# AUSZUG
☆ ☆ ☆ ☆ ☆ ☆ ☆
Katastrophale Lage als Abschreckung?

Laut UNO-Flüchtlingshochkommissariat (UNHCR) leben in ganz Griechenland rund 4000 unbegleitete minderjährige Migranten. Auf den Inseln Samos, Lesbos, Chios, Leros und Kos sollen es rund 1800 sein. Gut 40 Prozent aller ankommenden Migranten sind Kinder, wie es vom UNHCR heißt - allein in diesem Jahr waren demnach rund 28.000 Kinder und Jugendliche unter den Migranten.

Regierungschef Mitsotakis hatte bereits im September an die EU-Staaten appelliert, zumindest Kinder aufzunehmen. Die Problematik konnte bisher auch der neue konservative Premier nicht in den Griff kriegen. Helfer mutmaßen, die Regierung belasse die Situation auf den Inseln absichtlich so schlecht, um weitere Migranten abzuschrecken. Athen hingegen kritisiert die mangelnde Solidarität der EU-Mitgliedsstaaten, die sich weigern, Flüchtlinge aufzunehmen.
☆ ☆ ☆ ☆ ☆ ☆ ☆
# WAS ZU TUN IST
1 - Zähle alle griechischen Inseln auf, die im Auszug namentlich genannt werden.
2 - Wie viele unbegleitete minderjährige Migranten leben laut UNHCR in ganz Griechenland, wie der Auszug angibt?
3 - Zitiere bitte den Auszug beginnend mit „Laut UNO-Flüchtlingshochkommissariat (UNHCR)“ und weiter bis „weigern, Flüchtlinge aufzunehmen.“.
☆ ☆ ☆ ☆ ☆ ☆ ☆
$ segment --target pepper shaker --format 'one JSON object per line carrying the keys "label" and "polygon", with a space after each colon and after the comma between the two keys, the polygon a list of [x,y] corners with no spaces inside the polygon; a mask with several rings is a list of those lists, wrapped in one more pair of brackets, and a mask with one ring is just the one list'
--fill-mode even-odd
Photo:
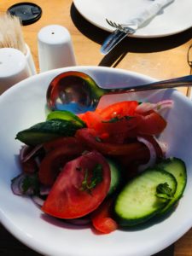
{"label": "pepper shaker", "polygon": [[43,27],[38,34],[40,72],[76,66],[68,30],[60,25]]}
{"label": "pepper shaker", "polygon": [[0,49],[0,94],[31,76],[26,55],[17,49]]}

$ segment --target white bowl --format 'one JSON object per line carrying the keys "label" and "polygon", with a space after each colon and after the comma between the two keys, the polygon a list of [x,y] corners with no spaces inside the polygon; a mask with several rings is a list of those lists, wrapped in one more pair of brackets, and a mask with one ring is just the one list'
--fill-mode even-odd
{"label": "white bowl", "polygon": [[[98,236],[91,229],[76,227],[43,214],[26,197],[15,195],[10,181],[20,172],[18,153],[21,146],[16,133],[45,119],[45,96],[50,80],[58,73],[77,70],[90,74],[99,84],[138,84],[151,78],[108,67],[73,67],[31,77],[0,97],[0,218],[3,226],[18,240],[42,254],[54,256],[145,256],[168,247],[192,226],[192,102],[176,90],[113,96],[108,100],[136,99],[157,102],[172,99],[174,108],[166,113],[168,125],[160,136],[168,144],[167,156],[183,159],[188,183],[183,197],[169,217],[135,230],[116,230]],[[105,99],[106,101],[106,99]],[[105,102],[104,102],[105,103]]]}

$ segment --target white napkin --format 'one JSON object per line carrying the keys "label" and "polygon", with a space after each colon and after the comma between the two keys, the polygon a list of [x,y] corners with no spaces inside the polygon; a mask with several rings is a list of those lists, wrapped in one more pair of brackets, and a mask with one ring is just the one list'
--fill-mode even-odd
{"label": "white napkin", "polygon": [[174,0],[154,0],[146,9],[142,11],[138,16],[129,20],[128,23],[141,26],[145,21],[155,16],[165,6],[174,2]]}

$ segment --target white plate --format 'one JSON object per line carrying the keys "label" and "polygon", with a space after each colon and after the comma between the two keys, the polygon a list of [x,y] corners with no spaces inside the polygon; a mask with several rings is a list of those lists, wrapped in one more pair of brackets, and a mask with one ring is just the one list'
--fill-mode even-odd
{"label": "white plate", "polygon": [[[90,74],[99,84],[138,84],[154,79],[108,67],[74,67],[31,77],[0,96],[0,218],[4,227],[32,249],[51,256],[148,256],[168,247],[192,226],[192,102],[174,90],[113,96],[113,100],[171,98],[175,108],[167,113],[168,126],[160,137],[169,145],[167,155],[182,158],[188,168],[188,183],[176,211],[162,221],[135,230],[116,230],[98,236],[90,227],[75,227],[45,216],[28,198],[15,195],[10,181],[20,172],[21,143],[15,134],[45,119],[45,95],[58,73],[77,70]],[[106,99],[104,100],[106,101]],[[172,136],[170,136],[172,135]]]}
{"label": "white plate", "polygon": [[[73,0],[79,12],[93,25],[113,31],[107,22],[126,23],[135,14],[143,10],[151,0]],[[152,20],[146,22],[132,37],[156,38],[172,35],[192,26],[192,1],[175,0]]]}

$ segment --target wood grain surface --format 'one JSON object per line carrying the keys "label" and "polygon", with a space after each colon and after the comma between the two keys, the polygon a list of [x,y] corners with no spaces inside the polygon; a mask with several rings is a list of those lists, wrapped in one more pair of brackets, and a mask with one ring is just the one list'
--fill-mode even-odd
{"label": "wood grain surface", "polygon": [[[16,3],[19,2],[0,1],[0,15],[5,13],[9,7]],[[38,32],[45,26],[58,24],[67,27],[71,33],[78,65],[123,68],[157,79],[189,74],[187,52],[192,44],[192,28],[176,35],[159,38],[127,38],[104,56],[100,53],[100,47],[108,32],[84,20],[75,9],[73,1],[34,0],[32,3],[42,8],[42,17],[37,22],[22,28],[25,41],[31,49],[38,72],[39,71]],[[186,90],[183,88],[180,90],[186,94]],[[38,256],[40,254],[20,243],[0,225],[0,255]],[[157,255],[192,256],[192,229],[174,245]]]}

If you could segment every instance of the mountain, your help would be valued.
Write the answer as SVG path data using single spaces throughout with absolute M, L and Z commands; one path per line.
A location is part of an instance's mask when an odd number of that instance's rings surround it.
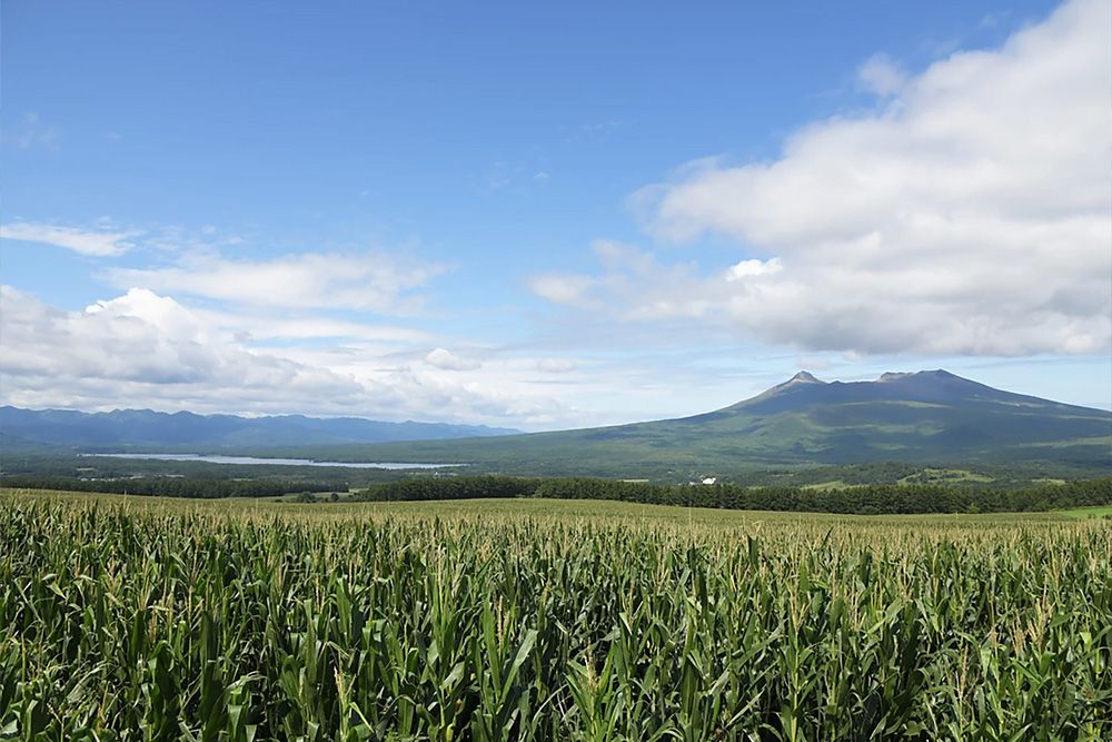
M 350 446 L 348 461 L 471 463 L 528 474 L 665 476 L 906 462 L 1112 469 L 1112 413 L 1013 394 L 945 370 L 825 383 L 801 372 L 678 419 L 436 443 Z
M 188 448 L 190 452 L 312 446 L 384 441 L 429 441 L 507 435 L 518 431 L 485 425 L 384 423 L 358 417 L 317 418 L 301 415 L 237 417 L 117 409 L 81 413 L 69 409 L 0 407 L 0 448 L 42 446 L 98 451 Z

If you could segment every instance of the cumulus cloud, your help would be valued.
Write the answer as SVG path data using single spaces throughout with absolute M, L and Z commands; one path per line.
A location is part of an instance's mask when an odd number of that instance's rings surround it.
M 570 358 L 540 358 L 537 360 L 537 370 L 546 374 L 566 374 L 578 367 Z
M 42 395 L 115 386 L 113 402 L 191 395 L 191 387 L 236 389 L 250 399 L 281 389 L 295 398 L 348 399 L 361 389 L 327 369 L 309 368 L 229 343 L 198 315 L 146 289 L 64 311 L 0 287 L 4 394 L 23 403 Z M 95 396 L 95 395 L 93 395 Z
M 113 286 L 217 299 L 238 305 L 344 308 L 387 315 L 418 311 L 416 293 L 446 266 L 379 253 L 302 253 L 266 260 L 190 254 L 166 268 L 109 270 Z
M 886 97 L 900 92 L 907 76 L 886 55 L 874 55 L 857 68 L 857 82 L 865 90 Z
M 445 348 L 434 348 L 425 356 L 425 363 L 441 370 L 473 370 L 483 365 L 477 358 L 456 355 Z
M 498 425 L 572 419 L 550 390 L 527 380 L 532 360 L 479 372 L 477 360 L 437 348 L 414 364 L 405 348 L 427 336 L 408 332 L 252 319 L 143 288 L 68 311 L 0 286 L 0 403 Z M 252 347 L 259 338 L 320 340 L 331 333 L 344 339 Z
M 133 231 L 78 229 L 29 221 L 0 225 L 0 239 L 52 245 L 96 258 L 123 255 L 135 247 L 128 240 L 136 235 Z
M 736 239 L 717 271 L 598 250 L 540 296 L 851 353 L 1101 353 L 1112 344 L 1112 4 L 1070 2 L 1003 47 L 803 127 L 771 162 L 704 160 L 636 195 L 665 241 Z M 886 63 L 886 62 L 883 62 Z M 888 70 L 891 72 L 892 70 Z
☆ ☆ ☆ ☆ ☆ ☆ ☆
# DIE LÖSUNGEN
1 - Samos, Lesbos, Chios, Leros, Kos

2 - Rund 4000.

3 -
Laut UNO-Flüchtlingshochkommissariat (UNHCR) leben in ganz Griechenland rund 4000 unbegleitete minderjährige Migranten. Auf den Inseln Samos, Lesbos, Chios, Leros und Kos sollen es rund 1800 sein. Gut 40 Prozent aller ankommenden Migranten sind Kinder, wie es vom UNHCR heißt - allein in diesem Jahr waren demnach rund 28.000 Kinder und Jugendliche unter den Migranten.

Regierungschef Mitsotakis hatte bereits im September an die EU-Staaten appelliert, zumindest Kinder aufzunehmen. Die Problematik konnte bisher auch der neue konservative Premier nicht in den Griff kriegen. Helfer mutmaßen, die Regierung belasse die Situation auf den Inseln absichtlich so schlecht, um weitere Migranten abzuschrecken. Athen hingegen kritisiert die mangelnde Solidarität der EU-Mitgliedsstaaten, die sich weigern, Flüchtlinge aufzunehmen.